Esa serie de obras monocromas fue innovadora. Rápidamente la invitaron a exponer en las galerías neoyorquinas. Tuvo repercusión. Parte de sus objetivos comenzaba a lograrse. El otro –vivir la libertad del zeitgest , el espíritu de época que notaba a su alrededor, e incluso adelantarse a él– también.

El gran salto mediático y de reconocimiento público lo tuvo cuando comenzó a organizar, en 1967, sus escandalosas manifestaciones basadas en el nudismo, la psicodelia y la protesta política, sus performances, orgías y happenings sexuales. Pero todo esto empezó, realmente, con el “Festival del cuerpo pintado”, happening que realizó frente a la catedral de St. Patrick, en la Quinta Avenida. Allí, arrojando Biblias y quemando banderas estadounidenses, un grupo de jóvenes mujeres y hombres se sacaron la ropa y comenzaron a besarse, acariciarse y a tener sexo. A partir de entonces, la intensidad de sus performances fue in-crescendo. La televisión de Alemania Occidental la contrató inmediatamente para realizar un happening en vivo: Yayoi organizó una “escultura viviente”, un grupo de hombres teniendo sexo en una “habitación infinita” (efecto de los espejos que se reflejaban unos a otros, similar al de la instalación “Sala de espejos del infinito- Campo de falos”, ahora en el Malba).

“La sacerdotisa suprema de los lunares”, la llamaban por entonces a Kusama –los lunares ya eran su marca registrada–, reina, por un momento, del underground neoyorquino. Estaba decidido: la artista había dado un golpe de timón a su carrera y a su vida. Ahora sus obras estaban dirigidas al espacio público, a la calle, incluían estrategias vinculadas a la política, a las formas de protesta, a los medios masivos y al mundo comercial. Los “Festivales del cuerpo”, la “Habitación del amor”, las “Explosiones anatómicas”, tocaban el pudor público general e intrigaban, a la vez, a figuras claves de la alta sociedad norteamericana: nadie quería quedarse fuera de las sesiones-orgías de pintura. (Algo de este clima puede observarse en el Malba en la video-instalación “El autoborramiento de Kusama”, de 1967).

“Desde el punto de vista más tradicional, el sexo público y quemar banderas eran actos claramente indignantes, y a cada lugar que iba, la policía me seguía”, comenta Yayoi en su libro. “Pero nunca dejé que eso me perturbara. Tenía cinco o seis abogados aconsejándome, así como toda una legión de guardaespaldas hippies. Mi taller recibía constantes quejas y amenazas telefónicas. En parte fue por esto que algunos periodistas comenzaron a llamarme la “Reina de los Hippies”, asumiendo que yo me acostaba con todo el mundo. Pero en realidad, no tenía interés ni en las drogas ni en el lesbianismo; de hecho, no tenía interés en ninguna de las formas del sexo”. Aparece aquí otro de los grandes traumas de la artista: el terror al falo (en la muestra de Malba se ve, los penes de tela, blandos, fláccidos).

En 1973 Kusama volvió a Japón. Extenuada, debilitada, luego de años de intensidad máxima, su familia y amigos la negaron y despreciaron, como consecuencia del tipo de obras y vida que había estado llevando en los Estados Unidos.

Encargo 1:
Imprime sin cambios el fragmento del texto sobre Kusama que empieza en "En 1973 Kusama" y termina en "los Estados Unidos.".
Encargo 2:
Según el texto sobre Kusama, ¿frente a qué catedral se realizó el "Festival del cuerpo pintado"?

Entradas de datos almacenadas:
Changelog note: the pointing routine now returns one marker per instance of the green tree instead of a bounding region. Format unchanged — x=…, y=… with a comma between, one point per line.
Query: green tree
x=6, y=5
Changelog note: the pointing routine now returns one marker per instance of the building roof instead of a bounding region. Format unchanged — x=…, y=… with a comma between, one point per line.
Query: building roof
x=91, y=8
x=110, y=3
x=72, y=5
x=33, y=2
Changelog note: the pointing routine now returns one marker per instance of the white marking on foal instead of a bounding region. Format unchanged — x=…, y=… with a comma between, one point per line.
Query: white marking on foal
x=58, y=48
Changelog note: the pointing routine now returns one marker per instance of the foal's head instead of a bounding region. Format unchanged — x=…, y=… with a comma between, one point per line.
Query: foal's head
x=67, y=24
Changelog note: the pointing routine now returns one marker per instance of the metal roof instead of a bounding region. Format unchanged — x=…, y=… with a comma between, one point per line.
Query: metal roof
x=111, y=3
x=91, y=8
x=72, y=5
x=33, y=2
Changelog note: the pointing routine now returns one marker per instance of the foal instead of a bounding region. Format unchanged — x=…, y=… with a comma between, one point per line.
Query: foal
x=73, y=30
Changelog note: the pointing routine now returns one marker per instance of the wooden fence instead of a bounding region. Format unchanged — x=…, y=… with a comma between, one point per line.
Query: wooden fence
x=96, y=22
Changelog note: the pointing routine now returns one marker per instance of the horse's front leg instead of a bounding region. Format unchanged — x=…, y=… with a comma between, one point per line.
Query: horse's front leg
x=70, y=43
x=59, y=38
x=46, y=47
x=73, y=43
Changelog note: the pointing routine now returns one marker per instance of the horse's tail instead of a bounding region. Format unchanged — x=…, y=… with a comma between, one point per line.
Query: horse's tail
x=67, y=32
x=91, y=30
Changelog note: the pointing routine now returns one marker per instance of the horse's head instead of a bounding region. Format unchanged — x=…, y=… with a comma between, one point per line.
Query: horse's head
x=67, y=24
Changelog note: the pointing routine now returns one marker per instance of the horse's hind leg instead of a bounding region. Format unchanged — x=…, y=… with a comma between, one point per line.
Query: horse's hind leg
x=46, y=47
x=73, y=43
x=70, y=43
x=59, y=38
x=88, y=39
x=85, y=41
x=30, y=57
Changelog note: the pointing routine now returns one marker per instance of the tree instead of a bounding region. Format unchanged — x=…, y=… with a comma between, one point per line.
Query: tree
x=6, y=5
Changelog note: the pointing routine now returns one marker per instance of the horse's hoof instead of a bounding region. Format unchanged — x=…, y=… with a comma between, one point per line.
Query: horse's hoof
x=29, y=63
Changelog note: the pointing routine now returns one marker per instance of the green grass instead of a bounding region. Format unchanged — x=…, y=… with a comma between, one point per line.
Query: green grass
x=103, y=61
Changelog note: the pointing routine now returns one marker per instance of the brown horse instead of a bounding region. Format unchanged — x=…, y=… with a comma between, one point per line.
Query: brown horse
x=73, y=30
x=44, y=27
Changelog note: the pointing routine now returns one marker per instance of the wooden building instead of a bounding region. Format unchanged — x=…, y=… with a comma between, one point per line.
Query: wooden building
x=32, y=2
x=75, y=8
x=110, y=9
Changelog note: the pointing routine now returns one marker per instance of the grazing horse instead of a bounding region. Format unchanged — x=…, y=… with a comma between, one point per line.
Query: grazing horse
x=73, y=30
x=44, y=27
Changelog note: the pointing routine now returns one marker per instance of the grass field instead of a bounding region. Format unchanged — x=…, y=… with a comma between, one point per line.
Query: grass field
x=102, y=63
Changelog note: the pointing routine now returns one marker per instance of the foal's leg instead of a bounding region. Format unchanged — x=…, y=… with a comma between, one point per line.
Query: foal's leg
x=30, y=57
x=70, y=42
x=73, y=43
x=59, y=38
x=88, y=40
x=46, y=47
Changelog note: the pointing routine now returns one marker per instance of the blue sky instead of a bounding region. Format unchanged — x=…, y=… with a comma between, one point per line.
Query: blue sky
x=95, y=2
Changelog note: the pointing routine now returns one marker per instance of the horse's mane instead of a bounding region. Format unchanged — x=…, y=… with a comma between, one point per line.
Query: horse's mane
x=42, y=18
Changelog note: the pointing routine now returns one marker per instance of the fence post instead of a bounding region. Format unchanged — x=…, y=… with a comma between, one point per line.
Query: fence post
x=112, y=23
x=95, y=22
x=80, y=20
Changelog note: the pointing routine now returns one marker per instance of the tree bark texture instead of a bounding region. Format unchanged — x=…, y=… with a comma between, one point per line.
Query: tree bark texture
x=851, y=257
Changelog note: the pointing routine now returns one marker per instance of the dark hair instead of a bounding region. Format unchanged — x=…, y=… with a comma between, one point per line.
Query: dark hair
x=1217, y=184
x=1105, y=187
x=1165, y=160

Respuesta 1:
En 1973 Kusama volvió a Japón. Extenuada, debilitada, luego de años de intensidad máxima, su familia y amigos la negaron y despreciaron, como consecuencia del tipo de obras y vida que había estado llevando en los Estados Unidos.

Respuesta 2:
Frente a la catedral de St. Patrick, en la Quinta Avenida.